REQUIRED TASK A =>
Print the Bloom filter article's text between "The Algorithm #" and "in the structure.", inclusive.
REQUIRED TASK B =>
Name every function defined inside the `impl Sieve` block of the Rust code in the Bloom filter article.

--- Start PASSAGE TO READ ---

I’ve been in the process of coding a Web Crawler in Rust and faced a problem with keeping an in-memory to-visit queue. The idea is to have a collection of nodes to visit, which discards duplicates, with minimal memory overhead.
The Problem #
A problem like this could be solved by using a simple set. Before inserting a new element, we check for membership into the visited set and discard duplicates.
In the following examples, rust is used, and elements are Strings, coming from crawled web pages.
pub struct Sieve {
filter: HashSet<String>,
urls: VecDeque<String>,
}
impl Sieve {
pub fn new() -> Sieve {
Sieve {
filter: HashSet::new(),
urls: VecDeque::new(),
}
}
pub fn push(&mut self, url: String) {
if self.filter.contains(&url) {
return;
}
self.filter.insert(url.clone());
self.urls.push_back(url);
}
pub fn pop(&mut self) -> Option<String> {
self.urls.pop_front()
}
}
This should be fine right? The answer is yes if the elements you add to it are limited, otherwise, the memory consumption of the set grows indefinitely.
We can do better by relying on the same ideas but with a different Set implementation.
Bloom Filters #
A Bloom Filters is a space-efficient probabilistic data structure. It can be used to answer membership queries with one caveat, it makes errors with a certain probability.
The Algorithm #
An Bloom Filter is composed by two elements:
- A bit array of $m$ bits, initially set to zero;
- $d$ hash functions, where $d$ is a small constant.
Adding an element
To add a new element, we feed it to the $d$ hash functions, obtaining $d$ indexes in the range $[0, m-1]$, used to set these positions to one in the bit array.
Checking for membership
As for insertion, we compute $d$ hash values, and then check if all those bits are set to one in the bit array.
Dealing with False Positives #
A Filter is constructed with two parameters in mind: the number of expected insertions, and the wanted false-positive rate. Those two quantities determine the required number of bits and hash functions in the structure.
Given $n$ the number of wanted elements, and $\epsilon$ the wanted false positive rate, the following holds: $$ m = -\frac{n * \ln(p)}{\ln(2)^2} $$
The number of hash functions can be computed as: $$ d = -\frac{\ln(p)}{\ln(2)} $$
As those relations hold, we can balance the tradeoffs between speed, as more hash functions mean more bits to set and false-positive rate.
Practical Hash Computation #
We do not want to compute an excessive number of hash functions, as they can be quite costly. An easy way to reduce the required number of hash computations is to compute two hash values and combine them like so:
$$ h_i = h_1 + h_2 * i$$
To compute two different hash values we can hash an element once and split the hash bits in two.

--- End PASSAGE TO READ ---
--- Start DATA SECTION ---

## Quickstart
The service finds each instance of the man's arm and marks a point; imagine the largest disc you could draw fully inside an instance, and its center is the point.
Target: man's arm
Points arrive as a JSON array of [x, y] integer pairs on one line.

--- End DATA SECTION ---

WRITTEN SOLUTION A =>
The Algorithm #
An Bloom Filter is composed by two elements:
- A bit array of $m$ bits, initially set to zero;
- $d$ hash functions, where $d$ is a small constant.
Adding an element
To add a new element, we feed it to the $d$ hash functions, obtaining $d$ indexes in the range $[0, m-1]$, used to set these positions to one in the bit array.
Checking for membership
As for insertion, we compute $d$ hash values, and then check if all those bits are set to one in the bit array.
Dealing with False Positives #
A Filter is constructed with two parameters in mind: the number of expected insertions, and the wanted false-positive rate. Those two quantities determine the required number of bits and hash functions in the structure.

WRITTEN SOLUTION B =>
new, push, pop